- TASK TO CARRY OUT
Copy out each line below verbatim, skipping any picture.

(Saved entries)
___

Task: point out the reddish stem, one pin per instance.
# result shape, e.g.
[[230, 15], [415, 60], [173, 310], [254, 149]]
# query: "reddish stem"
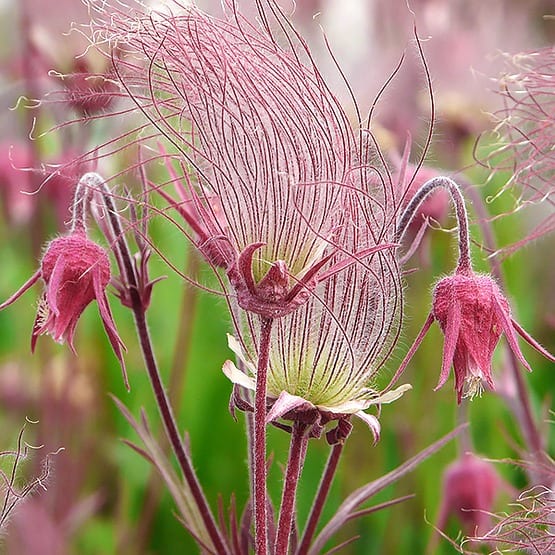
[[297, 453], [320, 499], [162, 400], [464, 265], [260, 495]]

___

- TASK RESPONSE
Task: point out the reddish stem, one pin per instance.
# result shape, e.g.
[[230, 15], [415, 60], [173, 310], [254, 149]]
# query: "reddish stem"
[[297, 453], [320, 499], [162, 400], [464, 265], [260, 495]]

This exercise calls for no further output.